*Task details:* Write out the part of the passage on vacationing during a workers' comp case from "Understanding Your Workers’" up to and including "unused cash value.", word for word.

*Passage shown:*
::::::::

While you may be able to go on vacation while your workers’ comp case is yet to be resolved or while you get benefits, it may complicate your case. Traveling may be advisable or not depending on your individual circumstances and the trip itself.
After sustaining an injury due to a workplace accident, you may not be able to return to work for months. This may seem like a perfect time to travel with your loved ones. But before you book your flight and accommodation, ensure you think about how this could impact your workers’ compensation case. The best Virginia workers’ comp lawyers can walk you through the possible implications of a trip on your case and give you helpful advice.
How Going on Vacation May Affect Your Workers’ Compensation Case
When you go on vacation, workers’ comp insurance can have a reason to discredit your injury. The company may assert that your travel plans prove that you are capable of working.
In addition, while you are on vacation, you may miss medical appointments and decide to reschedule them. Unfortunately, this can jeopardize your case. Short trips that let you attend your appointments may not interfere with your workers’ comp case.
Before you go on vacation, you need to consider the advice of your doctor. If they caution you against different behaviors, it is best not to make plans that do not follow their orders. Often, you may not be allowed to take part in strenuous activities such as hiking and mountain climbing. So, you may want to plan a more relaxing trip. Still, travel arrangements such as being in a plane or car for hours may imply that your injuries may not be as serious as you have claimed.
Remember that insurance providers may hire investigators to collect evidence of potential fraud. They use any videos or photos of you playing golf or enjoying theme park rides against you. So, if you prefer to go on vacation, ensure you practice caution whenever you post on social media.
Understanding Your Workers’ Comp Vacation Policy
If you are getting workers’ comp payments, your vacation pay may be deducted from it. With this policy, you won’t be able to get holiday or vacation pay while you receive your workers’ comp checks. Sometimes, you may be able to get both if you have earned accrued benefits or have an unused cash value.
Union members with a collective bargaining agreement with employers may get vacation pay while getting workers’ comp benefits. If you are not sure about your workers’ comp vacation policy, your lawyer can identify related agreements.

::::::::

*Information shown:*
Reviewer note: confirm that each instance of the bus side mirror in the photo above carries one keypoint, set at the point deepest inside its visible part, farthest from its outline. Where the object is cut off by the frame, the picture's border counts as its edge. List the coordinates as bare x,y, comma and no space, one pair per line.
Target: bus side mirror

::::::::

*Exercise response:*
Understanding Your Workers’ Comp Vacation Policy
If you are getting workers’ comp payments, your vacation pay may be deducted from it. With this policy, you won’t be able to get holiday or vacation pay while you receive your workers’ comp checks. Sometimes, you may be able to get both if you have earned accrued benefits or have an unused cash value.